● Exercise material
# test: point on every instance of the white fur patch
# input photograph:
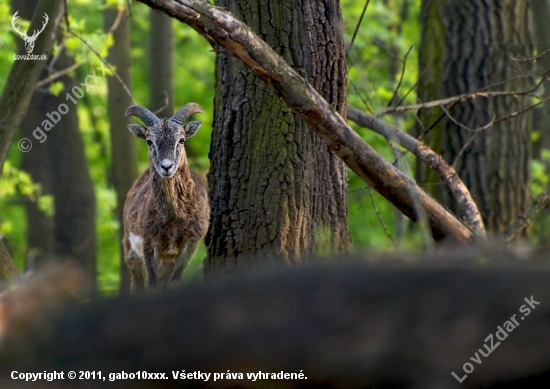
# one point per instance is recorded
(136, 243)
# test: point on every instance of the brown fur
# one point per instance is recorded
(164, 217)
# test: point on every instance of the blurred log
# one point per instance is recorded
(389, 324)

● Task instructions
Lines in the entries above that hold "test" should be counted; give only that count.

● Your solution
3